◆ Page extract:
Monday, January 5, 2009

Strong, secure and sacred


Strong, secure, and sacred! --the Rosary beads. When you hold them in your hand, you are in touch,-- in touch, as the Credo at Mass has it, -- with all that is, -- seen and unseen. Who wants to be out of touch? Out of touch with reality; out of touch with other people and of things that matter. Touching the physical chain of beads we somehow make contact with the invisible and eternal. Beads are part of the religious fabric of the wide world. From East to West, religions of every shade seem to make use of them. And not just religious folk. It is simply a human thing.

Seated next to me on a plane as we were taking off, was a smart Japanese business man who was fingering a small string of beads. “Makes me feel safe,” he remarked. Personlly I never venture out of the house until my rosary rests snugly in my pocket.

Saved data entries
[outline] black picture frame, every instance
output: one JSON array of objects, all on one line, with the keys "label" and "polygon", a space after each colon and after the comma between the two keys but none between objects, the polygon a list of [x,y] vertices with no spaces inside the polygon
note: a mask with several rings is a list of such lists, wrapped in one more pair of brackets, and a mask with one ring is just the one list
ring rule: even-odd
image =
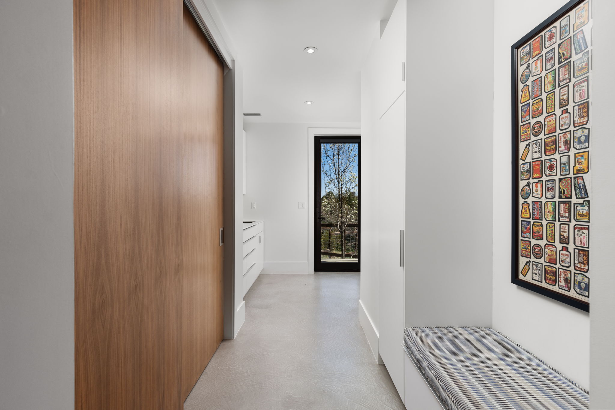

◆ Exercise brief: Repeat the passage from the rosary text word for word, starting at "Strong, secure, and" and ending at "a human thing.". The records play no part here and can be set aside.

◆ Output below:
Strong, secure, and sacred! --the Rosary beads. When you hold them in your hand, you are in touch,-- in touch, as the Credo at Mass has it, -- with all that is, -- seen and unseen. Who wants to be out of touch? Out of touch with reality; out of touch with other people and of things that matter. Touching the physical chain of beads we somehow make contact with the invisible and eternal. Beads are part of the religious fabric of the wide world. From East to West, religions of every shade seem to make use of them. And not just religious folk. It is simply a human thing.